=== Work to be completed ===
Print the entries in full, word for word, but not the pictures.

=== Recorded data ===
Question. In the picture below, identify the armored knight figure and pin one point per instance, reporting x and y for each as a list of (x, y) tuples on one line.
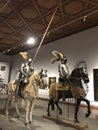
[(26, 70), (62, 67)]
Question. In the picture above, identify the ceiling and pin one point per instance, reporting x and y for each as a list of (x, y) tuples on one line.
[(46, 20)]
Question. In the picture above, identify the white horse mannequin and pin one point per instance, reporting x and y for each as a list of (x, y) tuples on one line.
[(29, 93)]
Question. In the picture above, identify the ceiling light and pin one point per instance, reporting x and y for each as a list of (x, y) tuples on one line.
[(31, 41)]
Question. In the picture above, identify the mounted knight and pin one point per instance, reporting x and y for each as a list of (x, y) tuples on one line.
[(25, 71), (62, 68)]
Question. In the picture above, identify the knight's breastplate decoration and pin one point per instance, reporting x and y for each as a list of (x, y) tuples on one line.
[(27, 72)]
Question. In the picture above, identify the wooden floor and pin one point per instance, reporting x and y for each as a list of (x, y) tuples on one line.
[(42, 122)]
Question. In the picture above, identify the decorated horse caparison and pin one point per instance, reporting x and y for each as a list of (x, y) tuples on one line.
[(29, 94), (73, 89)]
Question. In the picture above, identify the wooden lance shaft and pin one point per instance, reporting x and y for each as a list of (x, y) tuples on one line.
[(44, 35)]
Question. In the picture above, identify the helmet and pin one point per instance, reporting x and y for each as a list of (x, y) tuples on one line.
[(29, 61)]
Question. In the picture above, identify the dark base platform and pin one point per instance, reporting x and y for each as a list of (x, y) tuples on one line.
[(67, 123)]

=== In response ===
Question. In the picture below, identify the armored knight figure and pin one point per instance, reporting x and y for each as a list of (x, y) tuples on one line.
[(26, 70), (62, 67)]
Question. In the picture above, identify the ceiling and pin one point per instance, reporting x and y for each as a list of (x, y) tuples on one line.
[(46, 20)]
Question. In the picture above, identify the white horse mannequin and pin one point per instance, reporting x and y for each as a list of (x, y) tuples on one line.
[(29, 93)]
Question. In the picture above, identify the ceiling light and pin one point per instance, reporting x and y for each as a list of (x, y) tuples on one line.
[(31, 41)]
Question. In the picture above, identify the mounted knight and pin one point per instance, reporting x and y for each as a list of (x, y) tuples on one line.
[(25, 71), (62, 68)]
Question. In the picture above, identify the knight's breastplate decoration and pin one point per instance, reporting x and y for each as a list of (x, y) tuples on one line.
[(27, 72)]
Question. In the picture above, identify the wooden floor and pin one point per instance, reporting x and y for each as a list of (x, y) tuples on one line.
[(42, 122)]
Question. In the picture above, identify the decorated horse caparison and pin one point per instance, reporting x and y for each as a list of (x, y) tuples on one line.
[(29, 94), (73, 89)]
Question. In the picture above, identify the wooden lance shaft and pin one point per instance, reporting x and y for each as a list of (x, y) tuples on one line.
[(44, 35)]
Question. In the picture above, identify the helmet and pin one point per instance, reporting x and y for each as a list of (x, y) tuples on one line.
[(29, 61)]
Question. In the picture above, identify the dark base platform and pin one point per instance, reporting x and y for each as a list of (x, y) tuples on one line.
[(67, 123)]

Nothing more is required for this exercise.